■ **本文抜粋**

============

レポート

まちづくりセミナー2017

第三回まちづくりセミナー講演録 講師:千葉 昭人氏

2017/04/02 

なぜ、あのテレビ番組は魅力的なのか。観光動画における富山の新戦略。 

 

 千葉と申します。テレビマンユニオンという会社でコンテンツ制作のプロデューサーをやっています。普段は、番組の制作や映画、1番近いところだと「二重生活」「葛城事件」というのを作りました。

略歴は、大学を卒業してから少しモラトリアムというか、余計に2年間マスコミ論を学んでいたのですが、全然勉強していても分からなくて、2000年にこの業界に飛び込みまして、ADからたたき上げでずっとやってきました。「世界ふしぎ発見!」という番組を作っていました。「世界ふしぎ発見!」には約5年関わりまして、ディレクターをしたり、ADをしたり、偉そうにいろいろな国に会社のお金で行かせていただきました。皆さんがあまり行かれないところとしては、古代エジプトよりも古い遺跡があるマルタ島。アイルランドにも行かせていただいたりして、今に至っております。ドキュメンタリードラマなどアマゾンで売っていますので、買っていただけると幸いです。

 それら以外にこんなイベントをやっていました。渋谷の109Y字の道路を全部せき止めて、パラリンピックの選手に実際に街頭で本物の技を見せてもらうというもので、走り幅跳びを飛んでいるのはメダリストの山本選手です。もし、こういうことがありましたら、ご相談に乗らせていただこうと思いますので。これも宣伝です。

============

■ **資料**
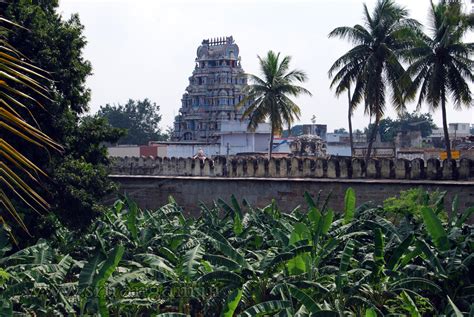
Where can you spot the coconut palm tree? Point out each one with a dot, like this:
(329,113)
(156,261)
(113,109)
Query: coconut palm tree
(373,65)
(20,89)
(269,97)
(441,64)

============

■ **取り組む課題**
**1.** まちづくりセミナーの講演録にある「「世界ふしぎ発見!」という番組を作っていました。」という一文は、英語ではどうなりますか？
**2.** まちづくりセミナーの講演録を、最後の文のあとから再開して書き進めてください。
データは講演録とは別個の資料です。

■ **課題の結果**
**1.** I worked on a program called "Sekai Fushigi Hakken!"

**2.**
 富山に関わらせていただいた最大の理由が、メディア芸術祭という文化庁がやっているメディアアート、僕もまだ理解できていませんが、いろいろな新しいテクノロジーを使ってアートを生み出そうというものですが、そのイベントをやらせていただいた時に富山の皆さんに大変お世話になりました。グランドプラザのモニターに映像を映しながら、メディアアートの新作といわれるものを一堂に会するというイベントをやらせていただきました。虚構新聞さん、シャープのプの字を売りましたで盛り上がったので、皆さんご存知かと思いますが、その虚構新聞さんもいらっしゃって。それ以外にもいろいろな方たちが集まって、いろいろな展示をなさいました。グランドプラザにすごく活気があったことを覚えています。それが、2015年の体育の日でした。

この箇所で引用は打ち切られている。